Stored dataset items:

- - - -

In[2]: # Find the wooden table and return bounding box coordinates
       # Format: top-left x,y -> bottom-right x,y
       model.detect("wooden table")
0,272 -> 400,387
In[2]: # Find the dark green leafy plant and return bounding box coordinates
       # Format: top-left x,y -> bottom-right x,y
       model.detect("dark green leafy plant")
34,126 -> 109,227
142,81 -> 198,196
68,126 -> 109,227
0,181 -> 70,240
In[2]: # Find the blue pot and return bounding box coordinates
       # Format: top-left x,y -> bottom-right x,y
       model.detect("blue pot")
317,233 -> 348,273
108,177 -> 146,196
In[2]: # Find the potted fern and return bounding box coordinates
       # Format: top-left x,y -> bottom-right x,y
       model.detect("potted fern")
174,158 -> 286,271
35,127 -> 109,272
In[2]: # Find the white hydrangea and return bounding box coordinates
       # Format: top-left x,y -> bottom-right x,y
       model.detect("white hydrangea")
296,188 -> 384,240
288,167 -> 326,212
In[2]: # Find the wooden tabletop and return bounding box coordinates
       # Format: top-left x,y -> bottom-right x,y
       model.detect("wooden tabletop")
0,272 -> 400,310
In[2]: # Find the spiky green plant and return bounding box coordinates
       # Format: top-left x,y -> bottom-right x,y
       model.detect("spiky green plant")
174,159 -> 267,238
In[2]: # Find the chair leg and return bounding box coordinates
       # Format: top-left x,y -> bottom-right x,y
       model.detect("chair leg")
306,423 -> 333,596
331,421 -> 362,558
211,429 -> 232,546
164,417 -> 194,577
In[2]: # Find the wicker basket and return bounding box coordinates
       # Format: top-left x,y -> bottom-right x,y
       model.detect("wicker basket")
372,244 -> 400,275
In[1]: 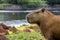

- - - -

WRITTEN TASK:
Output every line of the data as a JSON list of strings, one string per line, skipping blank lines and leaving out the pictures. Begin at the line that contains "In[2]: # Find the chair" and stop after the last line of the data.

FINAL ANSWER:
[
  "In[2]: # Find the chair leg and return bounding box coordinates",
  "       # Format: top-left x,y -> bottom-right x,y",
  "       model.detect(\"chair leg\")",
  "306,423 -> 333,596",
  "331,421 -> 362,558",
  "211,429 -> 232,546",
  "164,417 -> 194,577",
  "In[2]: # Find the wicker basket and return bounding box coordinates",
  "       # Format: top-left x,y -> bottom-right x,y",
  "       model.detect(\"wicker basket\")",
  "372,244 -> 400,275",
  "In[1]: "
]